Records for processing

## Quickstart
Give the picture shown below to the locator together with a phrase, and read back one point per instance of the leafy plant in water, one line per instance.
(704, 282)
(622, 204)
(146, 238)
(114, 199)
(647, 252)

What the task asks
Retype the material word for word, including every line.

Answer box
## Quickstart
Give the picture shown below to the locator together with a phrase, and read back one point per instance of the leafy plant in water, one line per instance.
(704, 282)
(622, 204)
(146, 238)
(114, 199)
(647, 252)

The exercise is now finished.